* WORK TO COMPLETE *
Where a picture appears, leave it out, and print the rest of the records as they are.

* DATA *
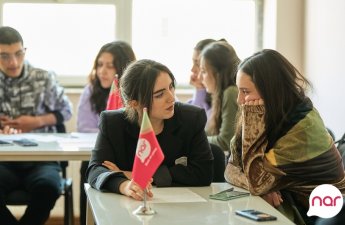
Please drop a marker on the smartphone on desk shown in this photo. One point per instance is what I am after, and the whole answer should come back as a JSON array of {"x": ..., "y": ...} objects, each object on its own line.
[
  {"x": 25, "y": 143},
  {"x": 5, "y": 143},
  {"x": 255, "y": 215}
]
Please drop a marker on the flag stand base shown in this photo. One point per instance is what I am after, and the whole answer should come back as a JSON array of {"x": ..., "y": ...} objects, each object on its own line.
[{"x": 144, "y": 210}]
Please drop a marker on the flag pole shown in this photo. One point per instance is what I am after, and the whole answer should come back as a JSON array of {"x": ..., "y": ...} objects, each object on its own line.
[{"x": 144, "y": 210}]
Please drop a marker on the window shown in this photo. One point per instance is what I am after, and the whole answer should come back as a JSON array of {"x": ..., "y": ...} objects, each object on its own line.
[
  {"x": 167, "y": 31},
  {"x": 65, "y": 35}
]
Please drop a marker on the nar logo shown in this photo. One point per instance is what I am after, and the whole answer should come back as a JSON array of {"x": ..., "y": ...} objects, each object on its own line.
[{"x": 325, "y": 201}]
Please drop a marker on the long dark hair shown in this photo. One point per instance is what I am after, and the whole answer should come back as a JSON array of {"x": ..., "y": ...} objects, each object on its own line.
[
  {"x": 221, "y": 57},
  {"x": 280, "y": 85},
  {"x": 198, "y": 48},
  {"x": 122, "y": 54},
  {"x": 137, "y": 84}
]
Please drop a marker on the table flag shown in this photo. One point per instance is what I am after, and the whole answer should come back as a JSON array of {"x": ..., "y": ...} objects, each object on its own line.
[
  {"x": 114, "y": 99},
  {"x": 148, "y": 154}
]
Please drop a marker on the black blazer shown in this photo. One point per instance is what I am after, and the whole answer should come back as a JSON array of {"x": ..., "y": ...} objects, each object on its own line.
[{"x": 183, "y": 136}]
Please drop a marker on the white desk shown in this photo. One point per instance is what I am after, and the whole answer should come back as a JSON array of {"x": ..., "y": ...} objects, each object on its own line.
[
  {"x": 51, "y": 147},
  {"x": 111, "y": 209}
]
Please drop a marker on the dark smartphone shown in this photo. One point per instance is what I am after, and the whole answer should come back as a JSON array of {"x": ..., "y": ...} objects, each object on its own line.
[
  {"x": 25, "y": 142},
  {"x": 3, "y": 143},
  {"x": 255, "y": 215}
]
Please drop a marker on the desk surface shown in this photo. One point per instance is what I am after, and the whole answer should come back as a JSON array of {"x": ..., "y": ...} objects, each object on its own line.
[
  {"x": 51, "y": 147},
  {"x": 111, "y": 209}
]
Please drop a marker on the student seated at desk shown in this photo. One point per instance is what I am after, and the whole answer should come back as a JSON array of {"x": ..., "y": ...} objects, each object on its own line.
[
  {"x": 281, "y": 143},
  {"x": 32, "y": 101},
  {"x": 111, "y": 59},
  {"x": 179, "y": 130}
]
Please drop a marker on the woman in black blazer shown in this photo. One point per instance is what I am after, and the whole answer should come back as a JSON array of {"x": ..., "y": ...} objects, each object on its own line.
[{"x": 179, "y": 129}]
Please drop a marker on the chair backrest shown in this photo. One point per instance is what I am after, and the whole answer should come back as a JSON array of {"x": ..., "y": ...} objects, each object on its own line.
[{"x": 218, "y": 163}]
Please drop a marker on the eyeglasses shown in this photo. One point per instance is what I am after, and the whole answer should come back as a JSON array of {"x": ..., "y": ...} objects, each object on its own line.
[{"x": 19, "y": 55}]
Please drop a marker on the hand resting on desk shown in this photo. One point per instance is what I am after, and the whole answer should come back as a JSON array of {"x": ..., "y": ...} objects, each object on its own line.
[{"x": 129, "y": 187}]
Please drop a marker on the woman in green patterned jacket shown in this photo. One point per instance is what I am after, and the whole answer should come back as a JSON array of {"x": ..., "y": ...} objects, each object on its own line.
[{"x": 281, "y": 143}]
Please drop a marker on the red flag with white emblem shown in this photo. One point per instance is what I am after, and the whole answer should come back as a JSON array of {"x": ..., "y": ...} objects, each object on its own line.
[
  {"x": 148, "y": 154},
  {"x": 114, "y": 99}
]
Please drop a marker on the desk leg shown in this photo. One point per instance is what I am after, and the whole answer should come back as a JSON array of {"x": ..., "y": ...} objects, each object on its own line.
[{"x": 89, "y": 216}]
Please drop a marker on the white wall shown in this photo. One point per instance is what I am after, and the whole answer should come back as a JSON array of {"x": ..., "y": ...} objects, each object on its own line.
[
  {"x": 311, "y": 34},
  {"x": 325, "y": 60}
]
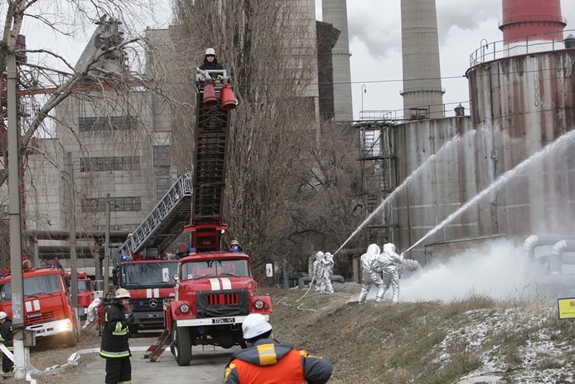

* RESPONSE TO THE TASK *
Please drop a marker on the smartphone on desk shown in this photo. One point per instance is what I am after, and the whole answer should come back as a JSON array of {"x": ..., "y": ...} objects, each object on its own line.
[
  {"x": 25, "y": 143},
  {"x": 5, "y": 143},
  {"x": 255, "y": 215}
]
Please drop a marker on the flag stand base shown in this photo. One point per instance is what I am after, and the whole answer should come back as a JSON array of {"x": ..., "y": ...} objects, each object on its own line.
[{"x": 144, "y": 210}]
Please drop a marker on the flag pole shown in this photo. One point per instance is what I am after, and the whole answer should come back as a JSON array of {"x": ..., "y": ...} objects, each object on its own line.
[{"x": 144, "y": 210}]
Please drop a marker on the window shown in this photo. One point per instance is what I am after, and the whole answer should come back as a JSON array of {"x": ..., "y": ...} objects, each object on its own line.
[
  {"x": 167, "y": 31},
  {"x": 65, "y": 35}
]
Please drop a marker on the nar logo shown in this photo. One point per instance is what I am after, and the whole answer should come back as a JSON array of {"x": ..., "y": ...} objects, each object on its own line.
[{"x": 325, "y": 201}]
Please drop a marker on the long dark hair shown in this photo. One point per instance is what I am after, and the whole answer should come back as a JSON array of {"x": ..., "y": ...} objects, each object on its own line.
[
  {"x": 221, "y": 57},
  {"x": 280, "y": 85},
  {"x": 198, "y": 48},
  {"x": 122, "y": 54},
  {"x": 137, "y": 84}
]
Please drop a marker on the table flag shown in this photo. One point per instance is what I am after, and the whole answer should come back as a JSON array of {"x": ..., "y": ...} objects, each object on its own line.
[
  {"x": 114, "y": 99},
  {"x": 148, "y": 154}
]
Please drop a marker on the black blazer shown in this photo. One point per instance is what I am after, and the whole answer should come back as a JSON array of {"x": ..., "y": ...} objects, each object on its own line.
[{"x": 183, "y": 136}]
Please drop a marker on the white desk shown in this photo. One point per instance is what I am after, and the whole answer should come back as a JSON array of {"x": ..., "y": ...} objects, each object on its own line.
[
  {"x": 51, "y": 147},
  {"x": 111, "y": 209}
]
Please drop a marker on the dark smartphone shown in this photo. One point per instance is what I am after, and the whole answer should come back as a JSON array of {"x": ..., "y": ...} objects, each object on its own line.
[
  {"x": 25, "y": 142},
  {"x": 3, "y": 143},
  {"x": 255, "y": 215}
]
Please drop a marker on the desk surface shown in this photo. One point per instance is what I am after, and the whole answer should come back as a JSON array of {"x": ..., "y": ...} objects, each object on its own line.
[
  {"x": 51, "y": 147},
  {"x": 111, "y": 209}
]
Please drop a marker on the student seated at desk shown in this photo. One point per instance is what I am after, and the whole answer should come back as a JSON array of {"x": ..., "y": ...} objects, each object on its own line.
[
  {"x": 281, "y": 143},
  {"x": 32, "y": 101},
  {"x": 111, "y": 59},
  {"x": 179, "y": 130}
]
Please drop a marker on the woman in black blazer shown in this photo. One point per instance is what I am after, and the whole answer should come back as a JSON array of {"x": ..., "y": ...} objects, each object on its own line.
[{"x": 179, "y": 129}]
Please drop a marker on the chair backrest shown in this photo. One point per instance is what I am after, and the whole answer should come back as a JSON array of {"x": ..., "y": ...} objects, each object on its own line.
[{"x": 218, "y": 163}]
Please drop a marker on the eyeglasses shown in this photo. One point per instance is what I am after, and the whole answer should come back as a JSON array of {"x": ..., "y": ...} objects, each object on its own line.
[{"x": 19, "y": 55}]
Please drop a marker on the hand resting on desk shown in this photo. One point per instance is what I am after, and the whole answer should come back as a JSON array of {"x": ..., "y": ...} objects, each object on its own line.
[{"x": 129, "y": 187}]
Please drop a marker on the woman in green patterned jacket shown in this photo. One point per instance is what I am after, and the whole answer should come back as a JSON array of {"x": ..., "y": ...} objects, each object on its own line.
[{"x": 281, "y": 143}]
Please drop a marker on the red flag with white emblem shown in this photo. One point per instance is what I am after, and the whole answer should come back as a JSON array of {"x": ..., "y": ...} objects, each object on its own line.
[
  {"x": 148, "y": 154},
  {"x": 114, "y": 99}
]
Please drop a marker on the desk leg shown in this photo. One point per instance is what I am after, and the whole answer should come back as a JSON array of {"x": ..., "y": ...} objects, each object on its own line.
[{"x": 89, "y": 216}]
Please drop a marker on the white wall shown in this photo. One point per instance is what I am after, and the whole answer should come back as a JSON array of {"x": ..., "y": ...} objects, each object on its own line.
[
  {"x": 311, "y": 34},
  {"x": 325, "y": 60}
]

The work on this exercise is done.